In the spring of 1865, raids continued along the Oregon trail in Nebraska. The Sioux, the Northern Cheyenne, the Northern Arapaho together with the warriors who had come north after the Sand Creek massacre raided the Oregon Trail along the North Platte River, and in July, 1865 attacked the troops stationed at the bridge across the North Platte at the present site of Casper, Wyoming, the Battle of the Platte Bridge Station.[6][7]

Pine Ridge Campaign (1890–1891)

From November 1890 to January 1891, unresolved grievances led to the last major conflict with the Sioux. A lopsided engagement that involved almost half the infantry and cavalry of the Regular Army caused the surviving warriors to lay down their arms and retreat to their reservations.

Wounded Knee Massacre (1890)

That autumn, the Sioux were moved to a large reservation in the Dakota Territory, but the government pressured them to sign a treaty giving up much of their land. Sitting Bull had returned from Canada and held the Sioux resistance together for a few years. But in the summer of 1889, the reservation agent, James McLaughlin, was able to secure the Sioux’s signatures by keeping the final treaty council a secret from Sitting Bull. The treaty broke up their 35,000 acres (142 km²) into six small reservations.

In October 1890, Kicking Bear and Short Bull brought the Sioux one last hope of resistance. They taught them the Ghost Dance, something they had learned from Wovoka, a Paiute medicine man. He told them that in the spring, the earth would be covered with a new layer of soil that would bury the white men while the Native Americans who did the Ghost Dance would be suspended in the air. The grass and the buffalo would return, along with the ghosts of their dead ancestors. The Ghost Dance movement spread across western reservations. The U.S. government considered it a threat and sent out its military.

On the Sioux reservations, McLaughlin had Kicking Bear arrested, while Sitting Bull’s arrest on December 15, 1890, resulted in a struggle between reservation police and Ghost Dancers in which Sitting Bull was killed. Two weeks later, the military intercepted Big Foot’s band of Ghost Dancers. They were Minneconjou Sioux, mostly women who had lost husbands and other male relatives in the wars with the U.S. military. When Colonel Forsyth tried to disarm the last Minneconjou of his rifle, a shot broke out, and the surrounding soldiers opened fire. Hotchkiss guns shredded the camp on Wounded Knee Creek, killing, according to one estimate, 300 of 350 men, women, and children.

Records taken from a dataset
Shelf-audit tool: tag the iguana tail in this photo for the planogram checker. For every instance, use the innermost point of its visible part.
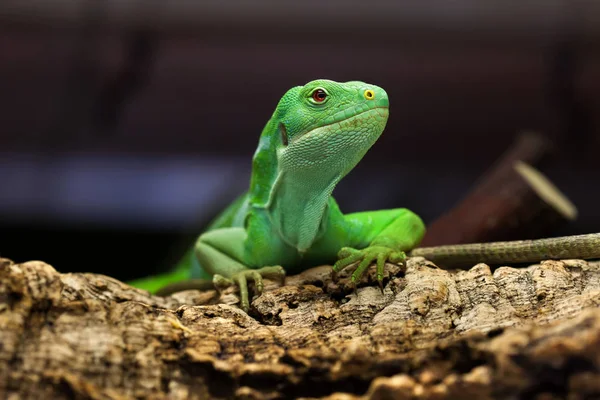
(181, 272)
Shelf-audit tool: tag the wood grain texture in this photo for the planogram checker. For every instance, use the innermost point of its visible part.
(432, 334)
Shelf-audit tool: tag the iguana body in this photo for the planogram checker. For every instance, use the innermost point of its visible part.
(288, 220)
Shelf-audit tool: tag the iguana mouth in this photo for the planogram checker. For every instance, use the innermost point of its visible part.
(340, 117)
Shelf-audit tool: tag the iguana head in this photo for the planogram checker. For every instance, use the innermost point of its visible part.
(319, 130)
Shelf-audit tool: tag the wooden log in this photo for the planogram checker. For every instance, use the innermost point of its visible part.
(433, 334)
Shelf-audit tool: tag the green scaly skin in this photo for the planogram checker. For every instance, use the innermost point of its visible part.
(288, 220)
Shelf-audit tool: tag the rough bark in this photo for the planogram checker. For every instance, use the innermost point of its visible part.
(432, 334)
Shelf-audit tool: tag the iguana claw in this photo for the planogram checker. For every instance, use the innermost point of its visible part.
(365, 257)
(241, 280)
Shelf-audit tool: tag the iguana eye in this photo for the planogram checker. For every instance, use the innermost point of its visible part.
(319, 95)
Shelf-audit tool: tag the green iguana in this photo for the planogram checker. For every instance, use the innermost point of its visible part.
(288, 220)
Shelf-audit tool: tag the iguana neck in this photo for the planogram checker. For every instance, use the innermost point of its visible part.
(298, 206)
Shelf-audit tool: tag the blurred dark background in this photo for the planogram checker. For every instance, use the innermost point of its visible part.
(126, 125)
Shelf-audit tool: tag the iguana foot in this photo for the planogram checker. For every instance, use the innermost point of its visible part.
(241, 280)
(365, 257)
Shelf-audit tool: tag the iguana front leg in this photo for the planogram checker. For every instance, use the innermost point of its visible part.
(221, 253)
(371, 236)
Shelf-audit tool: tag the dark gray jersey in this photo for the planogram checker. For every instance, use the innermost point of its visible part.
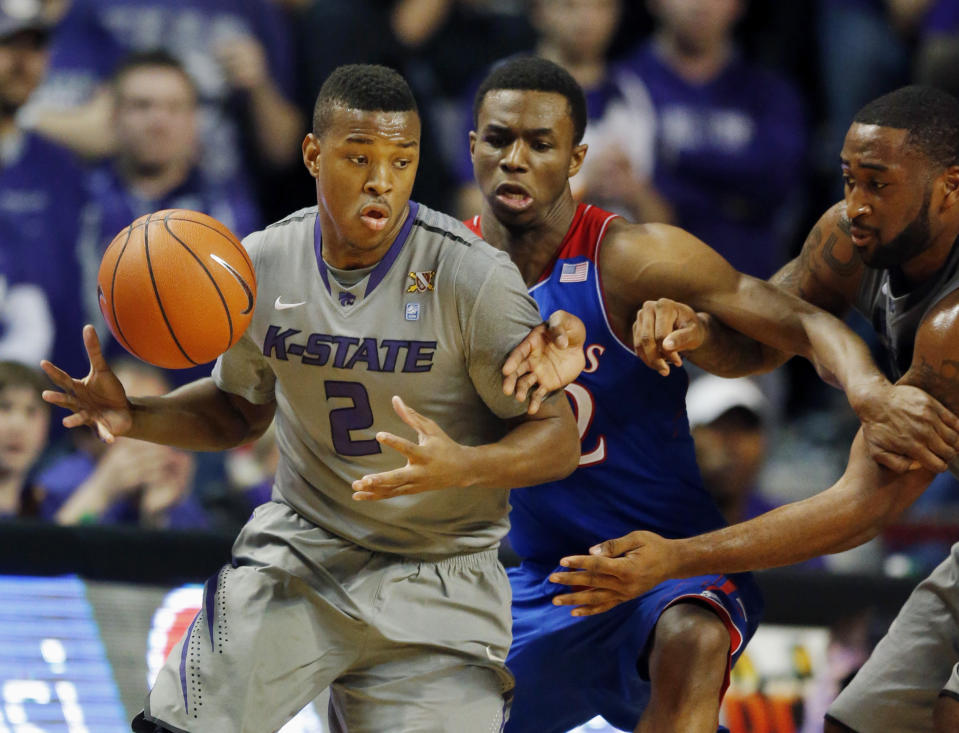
(432, 323)
(896, 313)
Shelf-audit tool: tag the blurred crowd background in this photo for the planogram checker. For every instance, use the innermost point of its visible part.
(724, 117)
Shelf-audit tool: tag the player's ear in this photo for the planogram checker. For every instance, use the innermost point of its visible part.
(576, 159)
(311, 153)
(950, 184)
(473, 138)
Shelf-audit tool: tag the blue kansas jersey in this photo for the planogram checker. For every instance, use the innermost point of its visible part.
(638, 468)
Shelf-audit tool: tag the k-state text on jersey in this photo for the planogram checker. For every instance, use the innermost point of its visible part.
(350, 352)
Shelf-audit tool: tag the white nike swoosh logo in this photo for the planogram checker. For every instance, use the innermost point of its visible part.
(281, 306)
(493, 658)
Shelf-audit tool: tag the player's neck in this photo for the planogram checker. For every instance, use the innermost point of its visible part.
(11, 485)
(928, 263)
(341, 253)
(588, 72)
(532, 248)
(695, 65)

▶ _Task item 1_:
Answer these questions using the Sioux history excerpt:
(a) Where were the troops stationed that were attacked in July 1865?
(b) From whom had Kicking Bear and Short Bull learned the Ghost Dance?
(c) On what date was Sitting Bull arrested?
▶ _Task item 2_:
Decide whether each statement agrees with the Sioux history excerpt:
(a) The Pine Ridge Campaign lasted from November 1890 to January 1891.
(b) McLaughlin secured the Sioux signatures by holding the final treaty council with Sitting Bull present.
(c) The Ghost Dance movement stayed on a single reservation.

▶ _Answer box 1_:
(a) At the bridge across the North Platte, at the present site of Casper, Wyoming.
(b) From Wovoka, a Paiute medicine man.
(c) December 15, 1890.

▶ _Answer box 2_:
(a) Yes: "From November 1890 to January 1891, unresolved grievances led to the last major conflict with the Sioux."
(b) No: "by keeping the final treaty council a secret from Sitting Bull"
(c) No: "The Ghost Dance movement spread across western reservations."